**Do this:**
Reproduce each of the following records word for word.

Dataset rows
====

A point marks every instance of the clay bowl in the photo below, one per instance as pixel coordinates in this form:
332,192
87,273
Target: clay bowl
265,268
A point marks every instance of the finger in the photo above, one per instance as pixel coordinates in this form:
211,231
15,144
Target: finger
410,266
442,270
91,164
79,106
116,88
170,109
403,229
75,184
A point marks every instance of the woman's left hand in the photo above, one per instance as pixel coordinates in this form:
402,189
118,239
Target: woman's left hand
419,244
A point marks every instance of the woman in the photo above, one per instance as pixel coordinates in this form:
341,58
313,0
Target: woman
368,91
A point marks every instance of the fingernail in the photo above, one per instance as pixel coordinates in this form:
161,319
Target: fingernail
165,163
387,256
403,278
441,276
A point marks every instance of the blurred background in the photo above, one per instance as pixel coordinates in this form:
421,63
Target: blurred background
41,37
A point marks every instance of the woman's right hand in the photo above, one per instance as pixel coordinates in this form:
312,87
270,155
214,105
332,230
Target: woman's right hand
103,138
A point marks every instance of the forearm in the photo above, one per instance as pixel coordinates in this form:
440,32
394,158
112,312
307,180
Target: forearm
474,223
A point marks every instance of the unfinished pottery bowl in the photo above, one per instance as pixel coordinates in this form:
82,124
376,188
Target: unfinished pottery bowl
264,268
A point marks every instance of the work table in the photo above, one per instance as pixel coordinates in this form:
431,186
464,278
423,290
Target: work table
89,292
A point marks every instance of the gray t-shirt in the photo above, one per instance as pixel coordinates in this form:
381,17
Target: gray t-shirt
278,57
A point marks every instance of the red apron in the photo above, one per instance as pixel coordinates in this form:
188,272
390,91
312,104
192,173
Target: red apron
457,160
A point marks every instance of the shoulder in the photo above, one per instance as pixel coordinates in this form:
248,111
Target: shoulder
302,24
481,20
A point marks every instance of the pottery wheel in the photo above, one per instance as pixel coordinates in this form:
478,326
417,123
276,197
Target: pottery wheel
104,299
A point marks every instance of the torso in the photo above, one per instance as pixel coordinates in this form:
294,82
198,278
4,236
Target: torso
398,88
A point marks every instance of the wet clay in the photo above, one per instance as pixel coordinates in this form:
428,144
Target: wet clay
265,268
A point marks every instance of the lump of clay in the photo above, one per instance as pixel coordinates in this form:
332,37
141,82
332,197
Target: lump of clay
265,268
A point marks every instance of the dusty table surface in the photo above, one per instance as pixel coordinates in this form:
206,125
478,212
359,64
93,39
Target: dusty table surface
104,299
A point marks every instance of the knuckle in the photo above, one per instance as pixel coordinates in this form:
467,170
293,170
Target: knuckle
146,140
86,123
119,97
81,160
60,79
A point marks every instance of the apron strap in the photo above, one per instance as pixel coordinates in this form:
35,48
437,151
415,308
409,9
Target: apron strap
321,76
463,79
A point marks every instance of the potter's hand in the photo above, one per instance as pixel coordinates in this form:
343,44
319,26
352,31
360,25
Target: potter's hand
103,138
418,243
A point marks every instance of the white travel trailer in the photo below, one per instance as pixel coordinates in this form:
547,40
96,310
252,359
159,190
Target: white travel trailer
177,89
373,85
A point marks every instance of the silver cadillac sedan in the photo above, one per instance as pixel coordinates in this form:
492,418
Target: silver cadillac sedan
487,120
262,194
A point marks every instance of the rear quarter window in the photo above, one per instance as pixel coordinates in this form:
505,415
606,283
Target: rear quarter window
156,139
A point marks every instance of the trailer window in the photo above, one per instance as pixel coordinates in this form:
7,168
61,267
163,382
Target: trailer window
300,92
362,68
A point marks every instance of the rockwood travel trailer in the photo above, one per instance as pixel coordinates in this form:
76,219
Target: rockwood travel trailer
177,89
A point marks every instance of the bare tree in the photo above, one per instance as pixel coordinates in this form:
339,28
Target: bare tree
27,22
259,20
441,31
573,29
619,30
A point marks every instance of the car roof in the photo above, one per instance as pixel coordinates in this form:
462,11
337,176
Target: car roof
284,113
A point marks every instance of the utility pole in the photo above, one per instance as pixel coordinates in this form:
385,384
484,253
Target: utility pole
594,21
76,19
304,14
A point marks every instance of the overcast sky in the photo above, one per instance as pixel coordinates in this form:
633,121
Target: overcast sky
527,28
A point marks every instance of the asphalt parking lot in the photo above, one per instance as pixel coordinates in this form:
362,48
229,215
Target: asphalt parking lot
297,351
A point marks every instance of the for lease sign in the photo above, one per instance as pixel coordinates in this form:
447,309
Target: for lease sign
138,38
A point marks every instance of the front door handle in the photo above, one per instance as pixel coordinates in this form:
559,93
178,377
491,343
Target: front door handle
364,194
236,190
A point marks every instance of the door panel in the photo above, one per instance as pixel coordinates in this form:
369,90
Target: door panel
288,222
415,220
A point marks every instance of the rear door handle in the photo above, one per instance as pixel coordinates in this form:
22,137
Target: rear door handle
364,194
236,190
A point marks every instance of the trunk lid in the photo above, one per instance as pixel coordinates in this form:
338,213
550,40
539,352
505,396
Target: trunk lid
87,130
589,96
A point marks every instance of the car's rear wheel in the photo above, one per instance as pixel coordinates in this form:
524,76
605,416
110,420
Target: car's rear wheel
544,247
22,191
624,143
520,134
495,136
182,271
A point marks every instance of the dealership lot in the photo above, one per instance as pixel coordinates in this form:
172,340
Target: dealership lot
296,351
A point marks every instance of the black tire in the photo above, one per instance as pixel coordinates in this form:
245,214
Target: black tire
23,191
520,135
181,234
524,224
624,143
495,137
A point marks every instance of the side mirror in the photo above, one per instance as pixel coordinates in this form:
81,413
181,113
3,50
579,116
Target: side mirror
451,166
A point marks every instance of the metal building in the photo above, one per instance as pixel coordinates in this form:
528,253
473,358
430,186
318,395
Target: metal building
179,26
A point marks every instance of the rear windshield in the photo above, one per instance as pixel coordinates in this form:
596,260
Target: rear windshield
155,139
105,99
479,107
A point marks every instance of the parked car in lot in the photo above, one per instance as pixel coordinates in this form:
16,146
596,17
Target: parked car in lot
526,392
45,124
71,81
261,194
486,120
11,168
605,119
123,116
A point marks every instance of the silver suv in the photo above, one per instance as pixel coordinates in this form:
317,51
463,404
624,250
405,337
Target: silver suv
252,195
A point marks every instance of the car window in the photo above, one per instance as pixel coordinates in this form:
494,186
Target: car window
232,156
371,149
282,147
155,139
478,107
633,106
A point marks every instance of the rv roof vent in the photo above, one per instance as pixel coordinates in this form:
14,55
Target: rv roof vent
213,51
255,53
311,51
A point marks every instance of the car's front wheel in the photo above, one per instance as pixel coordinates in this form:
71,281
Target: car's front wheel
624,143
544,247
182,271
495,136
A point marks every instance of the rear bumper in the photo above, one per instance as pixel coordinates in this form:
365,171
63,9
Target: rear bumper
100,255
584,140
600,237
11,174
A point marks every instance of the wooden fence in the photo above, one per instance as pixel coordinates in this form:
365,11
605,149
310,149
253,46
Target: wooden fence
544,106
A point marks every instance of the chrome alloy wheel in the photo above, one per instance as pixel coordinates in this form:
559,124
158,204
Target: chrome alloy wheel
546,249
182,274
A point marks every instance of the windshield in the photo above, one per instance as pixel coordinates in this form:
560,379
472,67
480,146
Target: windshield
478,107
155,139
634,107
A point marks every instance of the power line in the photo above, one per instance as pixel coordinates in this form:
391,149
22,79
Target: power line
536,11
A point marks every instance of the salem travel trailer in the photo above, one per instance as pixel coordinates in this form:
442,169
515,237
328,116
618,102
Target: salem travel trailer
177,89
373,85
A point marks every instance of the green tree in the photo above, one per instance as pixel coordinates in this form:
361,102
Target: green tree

====

**Exercise answer:**
A point marks every instance of the clay bowl in the photo below, one per instance as pixel coordinates in this form:
332,192
87,273
Target: clay bowl
265,268
A point marks every instance of the finger in the photo above, one per instance as pixel coordinates in this form:
211,231
15,144
Target: finger
410,266
442,270
91,164
79,106
116,88
170,109
403,229
75,184
A point marks every instance of the woman's left hand in the photo above, one per instance as pixel coordinates in this form:
402,189
118,239
Target: woman's left hand
419,244
A point marks every instance of the woman in the photo above, one per instance as pixel coordinates in this form:
341,58
313,0
Target: woman
368,91
A point marks every instance of the fingernail in the photo above, one per instance as pixel coordinates in this form:
161,319
Target: fingernail
165,163
387,256
403,278
441,276
A point marks every instance of the blurred background in the photo above, one per instance as pixel coordinates in this form:
421,63
Target: blurred background
41,37
A point marks every instance of the woman's right hand in the photo above, one per instance as pixel coordinates in this form:
312,87
270,155
214,105
332,230
Target: woman's right hand
103,138
A point marks every instance of the forearm in the photo above, one per instance as pixel coordinates in this form:
440,32
394,158
112,312
307,180
Target: forearm
474,223
A point marks every instance of the unfinished pottery bowl in the photo above, one per instance as pixel coordinates in this form:
82,124
376,188
Target: unfinished pottery bowl
264,268
A point marks every instance of the work table in the photo above, one per instance as pixel coordinates in this form:
431,186
464,278
423,290
Target: work table
89,292
A point marks every instance of the gray t-shirt in the photo above, one per instance as pixel coordinates in this form:
381,17
Target: gray t-shirt
278,57
A point marks every instance of the red apron in the photo above, one per instance as pixel coordinates in this form:
188,272
390,91
312,104
192,173
Target: red apron
457,160
A point marks every instance of the shoulder in the photo above, one per instance as pixel coordinates in this form:
248,111
Target: shoulder
302,24
481,20
A point marks every instance of the pottery wheel in the photo above, one per instance as pixel coordinates in this form:
478,326
417,123
276,197
Target: pottery wheel
104,299
A point marks every instance of the torso in the photo above, one per instance as pixel coordinates in this form:
294,82
198,278
4,236
Target: torso
398,88
A point marks every instance of the wet clay in the photo above, one per instance as pixel coordinates in this form:
428,144
Target: wet clay
265,268
A point marks every instance of the lump of clay in the photo above, one per instance as pixel coordinates in this form:
332,37
141,82
332,197
Target: lump of clay
265,268
A point marks every instance of the dusty table surface in the photo above, one per instance as pixel coordinates in this form:
206,125
478,212
359,64
93,39
Target: dusty table surface
104,299
A point marks every instance of the knuckle in the photo above, one per instance as pixel coordinates in this form:
467,170
293,170
Target: knuckle
146,140
86,123
119,97
81,160
60,79
A point marks every instance of the apron strap in the photo above, one per instance as pixel coordinates in this form:
35,48
437,151
415,308
409,9
Target: apron strap
321,76
463,79
A point marks every instance of the potter's hand in the photo above, one per instance as pixel coordinates in this form:
343,44
319,26
352,31
360,25
Target: potter's hand
103,138
418,243
A point marks every instance of the white travel trailer in the photo below, one per instance as pixel coordinates in this form:
547,40
96,310
252,359
159,190
Target: white travel trailer
177,89
373,85
A point marks every instance of the silver cadillac sedan in the photo above, one per instance as pixel coordinates in this form:
492,418
Target: silver cadillac sedan
487,120
262,194
A point marks every instance of the rear quarter window in the photo above, one per instance as pixel coordinates in this form:
505,415
606,283
Target: rear quarter window
156,139
A point marks every instance of the trailer window in the photo above, one per instance as pixel coordinates in this form:
7,168
61,267
163,382
Target: trailer window
300,92
362,68
A point marks every instance of the rockwood travel trailer in the photo above, one per instance as pixel coordinates in this form:
76,219
Target: rockwood travel trailer
177,89
A point marks every instance of the bare tree in the photo above, one per instance as pixel coordinates in this form:
339,28
Target: bare tree
27,22
259,20
441,31
573,29
619,30
A point marks every instance of the car roof in the photo above, one per instance as pixel coordinates in this form:
462,11
337,176
Target: car roof
284,113
A point marks every instance of the utility pole in the photo above, one per instance as pixel coordinates in this form:
385,384
484,253
Target: utility pole
594,21
76,19
304,14
A point marks every instance of the overcast sky in the photo above, one per instance as pixel coordinates in this form:
633,121
Target: overcast sky
527,28
A point marks every instance of the asphalt parking lot in the photo above, one per instance as pixel coordinates in this form:
362,48
229,215
Target: asphalt parking lot
297,351
A point marks every instance of the for lease sign in the photo above, one per instance as pixel coordinates in this form:
447,309
Target: for lease sign
138,38
A point marks every instance of the front door handle in the photo above, one per instance as pixel coordinates in this form:
559,93
178,377
491,343
Target: front door handle
364,194
236,190
A point marks every instance of the door panel in the photo above, one per instance as pixel coordinates in this form:
369,90
Target: door panel
288,222
415,220
A point marks every instance of the rear door handle in the photo above, one per instance as pixel coordinates in this form:
22,137
Target: rear door handle
364,194
236,190
A point marks every instance of the trunk lid in the photo above, one per instance as pixel coordinates in this form:
338,213
550,40
539,352
505,396
Target: trunk lid
87,130
589,96
A point marks every instance of the car's rear wheel in the photo above, one per instance as pixel coordinates in this form:
524,76
605,416
110,420
Target: car's rear wheel
544,247
22,191
624,143
520,134
495,136
182,271
A point marks every instance of the dealership lot in the photo above, one per instance as pixel coordinates in this form:
172,340
Target: dealership lot
296,351
A point marks every instance of the black tire in the photo above, one per instance as pixel coordinates in this form:
245,214
Target: black tire
23,191
520,135
181,234
524,224
624,143
495,137
A point marks every instance of the side mirror in the photo above, one per instance as pixel coordinates in this form:
81,413
181,113
3,50
579,116
Target: side mirror
451,166
A point marks every instance of the metal building in the photo above, one per instance as pixel coordinates in this form:
528,253
473,358
430,186
318,395
Target: metal building
179,26
A point marks every instance of the rear windshield in the photo above, one per instance as pixel coordinates in this form:
596,260
Target: rear windshield
155,139
105,99
479,107
A point marks every instance of the parked car in lot in the photo above, one per instance as pixel coordinates in this form:
16,146
596,17
Target: parked car in lot
526,392
45,124
71,81
261,194
486,120
11,168
605,119
123,116
A point marks every instance of the silver suv in the photo above, one per instance as pixel coordinates in this form:
317,51
463,404
624,250
405,337
Target: silver suv
252,195
A point marks every instance of the car window in the photo above, one per instance as pixel coordinates in this form:
494,186
Target: car window
232,156
371,149
282,147
155,139
478,107
633,106
A point marks every instance of the rv roof vent in the photo above, one per instance as pixel coordinates in this form:
14,55
Target: rv roof vent
213,51
255,53
311,51
A point marks every instance of the car's front wheel in the photo above, one per instance as pixel coordinates in this form:
71,281
Target: car's front wheel
624,143
544,247
182,271
495,136
A point marks every instance of the rear bumper in the photo above, one per instance as pixel coordinates in this form:
365,171
63,9
Target: rear bumper
100,255
584,140
600,237
11,174
A point marks every instance of the wooden fence in the photo above, one per instance as pixel coordinates in this form:
365,11
605,149
310,149
253,46
Target: wooden fence
544,106
A point marks every instance of the chrome alloy wheel in the photo above, one per instance as pixel coordinates in this form:
559,124
158,204
Target: chrome alloy wheel
546,249
182,274
A point marks every instance of the windshield in the photo above, one per instance as pixel coordinates in this form:
560,379
472,67
480,146
Target: windshield
478,107
155,139
634,107
A point marks every instance of the power line in the photo above, one per instance as pixel coordinates in this form:
391,149
22,79
Target: power line
536,11
A point marks every instance of the salem travel trailer in the photo above, one per instance as pixel coordinates in this form:
442,169
515,237
328,116
618,102
Target: salem travel trailer
177,89
373,85
A point marks every instance of the green tree in the photo above, one per instance as pixel coordinates in this form:
361,102
Target: green tree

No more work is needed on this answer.